> **Information shown**
★ ★ ★

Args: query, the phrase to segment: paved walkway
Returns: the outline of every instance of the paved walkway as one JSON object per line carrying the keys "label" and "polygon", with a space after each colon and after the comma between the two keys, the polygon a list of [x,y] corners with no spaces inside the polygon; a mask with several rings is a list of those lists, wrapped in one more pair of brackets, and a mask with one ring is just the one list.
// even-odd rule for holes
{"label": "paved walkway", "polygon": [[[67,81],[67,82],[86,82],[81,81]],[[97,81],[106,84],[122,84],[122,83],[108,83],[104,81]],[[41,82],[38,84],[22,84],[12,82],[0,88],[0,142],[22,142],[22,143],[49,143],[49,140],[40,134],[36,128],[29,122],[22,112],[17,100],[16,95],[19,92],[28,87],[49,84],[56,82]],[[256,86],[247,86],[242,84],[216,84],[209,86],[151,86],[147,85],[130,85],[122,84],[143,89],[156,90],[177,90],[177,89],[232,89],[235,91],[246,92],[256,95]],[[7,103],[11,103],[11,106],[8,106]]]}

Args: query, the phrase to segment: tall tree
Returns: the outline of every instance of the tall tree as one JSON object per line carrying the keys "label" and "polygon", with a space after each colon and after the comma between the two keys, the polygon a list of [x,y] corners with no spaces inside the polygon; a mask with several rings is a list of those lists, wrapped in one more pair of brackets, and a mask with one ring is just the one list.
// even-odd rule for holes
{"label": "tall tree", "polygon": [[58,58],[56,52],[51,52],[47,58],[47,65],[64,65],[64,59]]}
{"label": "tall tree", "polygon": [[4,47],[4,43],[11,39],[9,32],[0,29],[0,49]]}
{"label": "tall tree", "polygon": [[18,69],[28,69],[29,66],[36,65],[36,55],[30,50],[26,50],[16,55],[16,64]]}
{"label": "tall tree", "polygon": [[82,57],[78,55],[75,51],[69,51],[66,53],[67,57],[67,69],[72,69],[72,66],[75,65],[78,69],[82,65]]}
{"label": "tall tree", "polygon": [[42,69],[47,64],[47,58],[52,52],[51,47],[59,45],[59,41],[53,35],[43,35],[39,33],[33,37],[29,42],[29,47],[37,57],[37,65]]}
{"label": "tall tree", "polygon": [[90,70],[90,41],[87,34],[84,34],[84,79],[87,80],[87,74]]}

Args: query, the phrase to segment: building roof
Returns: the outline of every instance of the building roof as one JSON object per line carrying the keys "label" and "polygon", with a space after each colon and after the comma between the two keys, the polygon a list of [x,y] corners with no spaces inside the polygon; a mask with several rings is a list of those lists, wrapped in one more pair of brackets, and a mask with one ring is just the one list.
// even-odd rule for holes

★ ★ ★

> **Problem details**
Retype all of the data above, keeping every line unchanged.

> **Result of this exercise**
Args: query, the phrase to segment: paved walkway
Returns: the outline of every instance of the paved walkway as one JSON object per line carrying the keys "label" and "polygon", with a space after each colon and after the comma between the two keys, the polygon a list of [x,y] corners with no spaces inside the polygon; a mask with several rings is a list of those lists, wrapped in one more pair of brackets, and a mask with one ring is just the one list.
// even-odd rule for holes
{"label": "paved walkway", "polygon": [[[67,81],[67,82],[86,82],[81,81]],[[97,81],[106,84],[122,84],[122,83],[108,83],[104,81]],[[41,82],[38,84],[22,84],[12,82],[0,88],[0,142],[22,142],[22,143],[49,143],[49,140],[40,134],[36,128],[29,122],[22,112],[17,100],[16,95],[19,92],[28,87],[49,84],[56,82]],[[256,86],[247,86],[242,84],[216,84],[209,86],[151,86],[147,85],[130,85],[122,84],[143,89],[156,90],[177,90],[177,89],[232,89],[235,91],[246,92],[256,95]],[[7,103],[11,103],[11,106],[8,106]]]}

Args: query, the phrase to segment: tall tree
Returns: the outline of every instance of the tall tree as one JSON object per line carrying the keys "label" and "polygon", with a space after each colon and after the comma between the two keys, the polygon a list of [x,y] corners with no spaces inside the polygon; a mask with several rings is a list of those lists, wrapped in one more pair of brackets, and a mask with one ring is just the one list.
// even-odd rule for holes
{"label": "tall tree", "polygon": [[58,58],[56,52],[51,52],[47,58],[47,65],[64,65],[64,59]]}
{"label": "tall tree", "polygon": [[4,47],[4,43],[11,39],[9,32],[0,29],[0,49]]}
{"label": "tall tree", "polygon": [[18,69],[28,69],[29,66],[36,65],[36,55],[30,50],[26,50],[16,55],[16,64]]}
{"label": "tall tree", "polygon": [[82,57],[78,55],[75,51],[69,51],[66,53],[67,57],[67,69],[72,69],[72,66],[75,65],[78,69],[82,65]]}
{"label": "tall tree", "polygon": [[42,69],[47,64],[47,58],[52,52],[51,47],[59,45],[59,41],[53,35],[43,35],[39,33],[33,37],[29,42],[29,47],[37,57],[37,65]]}
{"label": "tall tree", "polygon": [[90,70],[90,41],[87,34],[84,34],[84,79],[87,80],[87,74]]}

Args: query, the phrase to segment: building roof
Returns: the outline of every instance of the building roof as one JSON object per line carrying the keys "label" and "polygon", with a space after each colon and after the comma between the two keys, the polygon a list of [x,y] corners with no spaces inside the polygon; a mask with several rings is a list of those lists, wrapped in one more pair of brackets, and a mask with one ring is just the one list.
// even-odd rule for holes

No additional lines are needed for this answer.